The line containing "Exercise. Point out the bed" marks the end, so write out exactly every line from the top of the entries below through that one.

[[ Supplied records open ]]

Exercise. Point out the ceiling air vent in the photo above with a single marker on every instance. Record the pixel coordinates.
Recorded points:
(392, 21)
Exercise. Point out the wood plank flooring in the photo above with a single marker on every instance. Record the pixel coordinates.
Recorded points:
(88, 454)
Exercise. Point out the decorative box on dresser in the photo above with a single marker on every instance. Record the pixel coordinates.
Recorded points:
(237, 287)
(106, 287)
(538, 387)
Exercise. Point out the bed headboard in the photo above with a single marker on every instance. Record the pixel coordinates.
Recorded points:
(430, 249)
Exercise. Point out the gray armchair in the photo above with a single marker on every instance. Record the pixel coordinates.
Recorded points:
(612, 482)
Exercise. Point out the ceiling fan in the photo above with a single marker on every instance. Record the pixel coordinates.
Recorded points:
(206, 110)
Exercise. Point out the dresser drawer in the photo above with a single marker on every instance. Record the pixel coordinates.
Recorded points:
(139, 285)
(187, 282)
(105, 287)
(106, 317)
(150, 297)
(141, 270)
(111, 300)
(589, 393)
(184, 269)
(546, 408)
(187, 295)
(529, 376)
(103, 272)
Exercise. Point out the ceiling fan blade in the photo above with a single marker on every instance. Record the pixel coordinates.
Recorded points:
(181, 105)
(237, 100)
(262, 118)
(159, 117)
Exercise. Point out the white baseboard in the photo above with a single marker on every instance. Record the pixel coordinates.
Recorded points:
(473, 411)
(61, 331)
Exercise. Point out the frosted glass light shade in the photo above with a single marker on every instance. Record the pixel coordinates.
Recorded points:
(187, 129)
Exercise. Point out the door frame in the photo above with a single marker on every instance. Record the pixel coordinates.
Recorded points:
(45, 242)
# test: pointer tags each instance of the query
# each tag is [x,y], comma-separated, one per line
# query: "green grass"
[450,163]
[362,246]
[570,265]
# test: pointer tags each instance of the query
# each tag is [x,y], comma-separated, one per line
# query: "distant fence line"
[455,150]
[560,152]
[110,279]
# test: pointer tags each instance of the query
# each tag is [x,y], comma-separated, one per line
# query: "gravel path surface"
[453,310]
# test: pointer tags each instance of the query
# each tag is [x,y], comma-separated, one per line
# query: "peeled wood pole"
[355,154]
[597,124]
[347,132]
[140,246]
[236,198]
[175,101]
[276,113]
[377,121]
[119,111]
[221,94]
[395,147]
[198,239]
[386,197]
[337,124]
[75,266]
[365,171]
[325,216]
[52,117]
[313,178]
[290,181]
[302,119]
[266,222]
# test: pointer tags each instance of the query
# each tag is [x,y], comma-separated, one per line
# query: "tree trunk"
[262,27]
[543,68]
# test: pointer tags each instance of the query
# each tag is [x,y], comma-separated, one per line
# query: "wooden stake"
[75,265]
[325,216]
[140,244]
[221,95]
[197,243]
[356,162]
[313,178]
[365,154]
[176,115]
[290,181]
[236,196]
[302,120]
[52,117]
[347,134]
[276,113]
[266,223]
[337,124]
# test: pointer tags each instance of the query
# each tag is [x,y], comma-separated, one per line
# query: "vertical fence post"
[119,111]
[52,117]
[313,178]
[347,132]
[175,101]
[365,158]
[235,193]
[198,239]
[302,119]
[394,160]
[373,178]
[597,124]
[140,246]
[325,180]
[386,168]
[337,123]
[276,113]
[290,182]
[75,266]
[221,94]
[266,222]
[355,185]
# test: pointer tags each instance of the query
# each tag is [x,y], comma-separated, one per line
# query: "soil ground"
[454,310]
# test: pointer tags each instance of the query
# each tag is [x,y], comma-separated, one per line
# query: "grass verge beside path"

[[ Supplied records closed ]]

## Answer area
Exercise. Point out the ceiling air vent in the photo above with a single marker on every instance. Record the pixel coordinates.
Recorded points:
(392, 21)
Exercise. Point out the wood plank flooring in the photo above with a single marker on every instance. Record the pixel coordinates.
Recorded points:
(88, 454)
Exercise. Point out the decorative box on dresser in the photo above with a single marker on every instance. Record the pixel coordinates.
Recorded points:
(237, 287)
(106, 287)
(538, 387)
Exercise. Point out the bed headboard in the photo above with a single marker on every instance. Record the pixel coordinates.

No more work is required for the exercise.